• **Exercise data**:
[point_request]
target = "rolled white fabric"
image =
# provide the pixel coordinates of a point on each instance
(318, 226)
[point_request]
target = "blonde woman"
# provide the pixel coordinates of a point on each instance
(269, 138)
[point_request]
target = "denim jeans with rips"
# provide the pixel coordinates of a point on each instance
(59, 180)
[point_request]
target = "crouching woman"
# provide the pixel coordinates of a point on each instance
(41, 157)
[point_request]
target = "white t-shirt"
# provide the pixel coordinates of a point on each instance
--
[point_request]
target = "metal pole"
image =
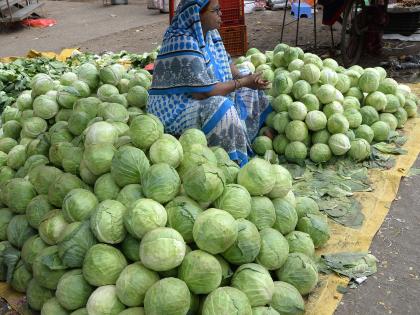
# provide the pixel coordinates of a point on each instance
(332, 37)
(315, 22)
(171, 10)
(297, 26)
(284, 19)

• **The request**: How many lines in the two blocks above contain the string "white", with case taken into account? Reply with the number only.

• **Task result**: 2